* start DOCUMENT EXTRACT *

Limbic~Region has asked for the wisdom of the Perl Monks concerning the following question:
All,
Some egg timers look like a scaled down version of an hour glass. There are a number of puzzles for cooking eggs a specified amount of time where the solution isn't obvious. It requires realizing that by turning over two egg timers at the same time when the smaller has finished you can stop the larger and have 2 new amounts to work with.
For instance, given 7min & 4min egg timers, you can split the 7min into 4/3. You can split the 4min into 1/3 by turning it over twice in the time the 7min runs once. Continuing that further you can split the 7min into 1/6 by letting the 1 minute side of the 4 run.
You get the picture.
The challenge is to create a program that  given a target amount and a variable amount of egg timers, will generate solution(s) for the puzzle. All solutions are welcome but nonstraight forward approaches will get creativity bonus points. For those following along at home, adding an explanation in spoiler tags will get you tutelage bonus points.

* end DOCUMENT EXTRACT *
* start DATA ENTRIES *

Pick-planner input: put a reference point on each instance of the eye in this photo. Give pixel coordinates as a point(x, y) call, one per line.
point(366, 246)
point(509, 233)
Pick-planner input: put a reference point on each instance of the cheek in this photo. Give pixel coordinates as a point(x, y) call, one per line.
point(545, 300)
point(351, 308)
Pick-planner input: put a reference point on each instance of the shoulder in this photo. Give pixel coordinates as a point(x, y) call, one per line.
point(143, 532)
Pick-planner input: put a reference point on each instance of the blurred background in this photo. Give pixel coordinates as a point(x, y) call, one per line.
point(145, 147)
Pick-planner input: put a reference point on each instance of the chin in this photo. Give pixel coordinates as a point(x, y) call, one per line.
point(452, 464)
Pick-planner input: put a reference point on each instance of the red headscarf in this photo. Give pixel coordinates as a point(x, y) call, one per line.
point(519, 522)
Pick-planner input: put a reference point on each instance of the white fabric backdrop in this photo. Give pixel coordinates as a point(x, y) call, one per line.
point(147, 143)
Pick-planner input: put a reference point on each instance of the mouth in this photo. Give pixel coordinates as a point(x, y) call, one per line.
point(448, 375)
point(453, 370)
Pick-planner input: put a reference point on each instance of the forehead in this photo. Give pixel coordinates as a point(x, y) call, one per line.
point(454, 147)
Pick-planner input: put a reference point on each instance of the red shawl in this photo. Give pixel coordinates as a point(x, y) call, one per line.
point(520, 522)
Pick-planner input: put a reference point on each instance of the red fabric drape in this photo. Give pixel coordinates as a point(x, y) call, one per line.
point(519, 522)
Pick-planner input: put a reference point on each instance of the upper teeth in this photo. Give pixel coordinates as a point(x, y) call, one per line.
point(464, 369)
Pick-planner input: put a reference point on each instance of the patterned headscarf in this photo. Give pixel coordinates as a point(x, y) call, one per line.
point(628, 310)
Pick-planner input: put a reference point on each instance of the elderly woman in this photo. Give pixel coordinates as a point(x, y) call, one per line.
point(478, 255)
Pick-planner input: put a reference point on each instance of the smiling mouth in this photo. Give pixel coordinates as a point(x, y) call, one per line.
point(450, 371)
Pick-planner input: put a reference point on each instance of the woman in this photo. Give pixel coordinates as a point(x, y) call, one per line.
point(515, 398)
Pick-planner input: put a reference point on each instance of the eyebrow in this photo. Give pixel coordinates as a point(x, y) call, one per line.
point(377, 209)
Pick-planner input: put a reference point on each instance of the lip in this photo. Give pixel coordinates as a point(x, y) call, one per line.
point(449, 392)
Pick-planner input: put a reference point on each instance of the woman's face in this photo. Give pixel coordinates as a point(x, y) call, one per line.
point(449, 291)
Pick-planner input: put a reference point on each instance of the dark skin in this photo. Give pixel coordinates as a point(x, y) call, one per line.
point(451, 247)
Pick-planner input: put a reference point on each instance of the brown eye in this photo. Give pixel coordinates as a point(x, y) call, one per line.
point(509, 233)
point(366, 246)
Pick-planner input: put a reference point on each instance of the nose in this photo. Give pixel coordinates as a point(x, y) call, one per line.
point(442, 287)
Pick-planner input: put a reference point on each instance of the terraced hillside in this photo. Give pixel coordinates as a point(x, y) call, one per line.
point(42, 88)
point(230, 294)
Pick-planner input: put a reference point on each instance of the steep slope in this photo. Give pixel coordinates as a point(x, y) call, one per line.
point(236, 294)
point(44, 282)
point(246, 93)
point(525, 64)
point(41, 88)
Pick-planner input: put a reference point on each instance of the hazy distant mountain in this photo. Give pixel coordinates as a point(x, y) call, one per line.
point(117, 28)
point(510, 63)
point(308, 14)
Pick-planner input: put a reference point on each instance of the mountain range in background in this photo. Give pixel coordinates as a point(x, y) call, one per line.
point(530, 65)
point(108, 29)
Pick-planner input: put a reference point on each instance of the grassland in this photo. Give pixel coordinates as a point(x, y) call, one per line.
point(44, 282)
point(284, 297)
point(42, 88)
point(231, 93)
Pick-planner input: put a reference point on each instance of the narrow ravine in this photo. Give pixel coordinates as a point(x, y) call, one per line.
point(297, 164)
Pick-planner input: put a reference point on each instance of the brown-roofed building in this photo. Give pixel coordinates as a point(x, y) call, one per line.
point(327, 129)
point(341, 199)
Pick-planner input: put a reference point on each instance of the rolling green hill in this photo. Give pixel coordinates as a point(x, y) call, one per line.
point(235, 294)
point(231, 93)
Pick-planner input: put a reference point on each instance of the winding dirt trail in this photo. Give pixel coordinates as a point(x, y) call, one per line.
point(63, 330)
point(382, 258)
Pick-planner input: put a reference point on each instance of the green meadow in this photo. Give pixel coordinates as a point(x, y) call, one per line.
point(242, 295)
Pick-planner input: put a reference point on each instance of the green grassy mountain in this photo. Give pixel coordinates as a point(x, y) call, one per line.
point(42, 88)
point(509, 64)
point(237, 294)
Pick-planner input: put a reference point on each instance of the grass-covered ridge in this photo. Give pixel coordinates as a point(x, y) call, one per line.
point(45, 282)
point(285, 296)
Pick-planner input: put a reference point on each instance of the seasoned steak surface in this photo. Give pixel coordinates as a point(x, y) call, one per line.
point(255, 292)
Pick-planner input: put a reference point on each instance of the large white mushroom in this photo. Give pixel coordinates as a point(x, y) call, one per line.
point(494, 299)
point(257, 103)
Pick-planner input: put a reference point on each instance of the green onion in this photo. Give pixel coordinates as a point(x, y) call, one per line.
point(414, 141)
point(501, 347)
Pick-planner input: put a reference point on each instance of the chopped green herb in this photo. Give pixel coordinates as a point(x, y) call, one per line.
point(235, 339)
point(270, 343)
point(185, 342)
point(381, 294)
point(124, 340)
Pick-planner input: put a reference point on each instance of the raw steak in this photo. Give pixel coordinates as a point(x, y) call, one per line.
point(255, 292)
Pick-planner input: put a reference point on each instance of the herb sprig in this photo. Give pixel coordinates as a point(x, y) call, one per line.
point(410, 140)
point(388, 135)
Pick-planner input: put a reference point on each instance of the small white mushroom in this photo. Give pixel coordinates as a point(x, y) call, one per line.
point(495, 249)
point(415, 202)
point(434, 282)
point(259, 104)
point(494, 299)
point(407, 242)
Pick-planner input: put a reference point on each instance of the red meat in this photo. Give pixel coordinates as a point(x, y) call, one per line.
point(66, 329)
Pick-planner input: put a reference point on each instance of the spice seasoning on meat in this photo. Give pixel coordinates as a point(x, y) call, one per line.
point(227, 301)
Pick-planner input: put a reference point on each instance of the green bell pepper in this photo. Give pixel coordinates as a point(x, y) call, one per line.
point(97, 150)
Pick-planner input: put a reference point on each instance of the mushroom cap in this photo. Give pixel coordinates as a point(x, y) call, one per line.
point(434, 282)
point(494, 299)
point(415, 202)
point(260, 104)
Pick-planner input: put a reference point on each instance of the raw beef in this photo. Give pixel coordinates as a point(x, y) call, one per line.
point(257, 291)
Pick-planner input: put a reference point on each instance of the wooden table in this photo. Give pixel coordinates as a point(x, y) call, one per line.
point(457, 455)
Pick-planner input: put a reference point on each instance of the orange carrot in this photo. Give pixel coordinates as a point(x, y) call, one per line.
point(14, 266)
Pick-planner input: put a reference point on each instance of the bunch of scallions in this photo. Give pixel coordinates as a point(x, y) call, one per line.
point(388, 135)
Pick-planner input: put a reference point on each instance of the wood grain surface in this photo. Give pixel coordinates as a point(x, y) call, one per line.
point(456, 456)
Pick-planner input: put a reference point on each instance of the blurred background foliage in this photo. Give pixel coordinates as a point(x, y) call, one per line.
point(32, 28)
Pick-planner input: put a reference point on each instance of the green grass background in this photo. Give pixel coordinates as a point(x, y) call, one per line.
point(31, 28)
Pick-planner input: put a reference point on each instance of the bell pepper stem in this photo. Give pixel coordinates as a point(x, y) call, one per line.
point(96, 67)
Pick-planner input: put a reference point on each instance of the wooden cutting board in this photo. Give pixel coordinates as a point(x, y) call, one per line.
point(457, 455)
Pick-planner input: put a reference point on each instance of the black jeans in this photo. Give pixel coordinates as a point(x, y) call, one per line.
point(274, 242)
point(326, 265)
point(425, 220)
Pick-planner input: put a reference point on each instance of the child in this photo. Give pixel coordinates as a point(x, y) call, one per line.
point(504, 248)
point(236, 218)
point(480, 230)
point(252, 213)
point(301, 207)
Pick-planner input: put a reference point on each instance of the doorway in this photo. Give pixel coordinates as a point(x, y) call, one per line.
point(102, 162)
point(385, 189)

* end DATA ENTRIES *

*TASK INSTRUCTIONS*. Echo the part of the egg timer puzzle text from "For instance, given" up to and including "tutelage bonus points.".

*RESULT BELOW*.
For instance, given 7min & 4min egg timers, you can split the 7min into 4/3. You can split the 4min into 1/3 by turning it over twice in the time the 7min runs once. Continuing that further you can split the 7min into 1/6 by letting the 1 minute side of the 4 run.
You get the picture.
The challenge is to create a program that  given a target amount and a variable amount of egg timers, will generate solution(s) for the puzzle. All solutions are welcome but nonstraight forward approaches will get creativity bonus points. For those following along at home, adding an explanation in spoiler tags will get you tutelage bonus points.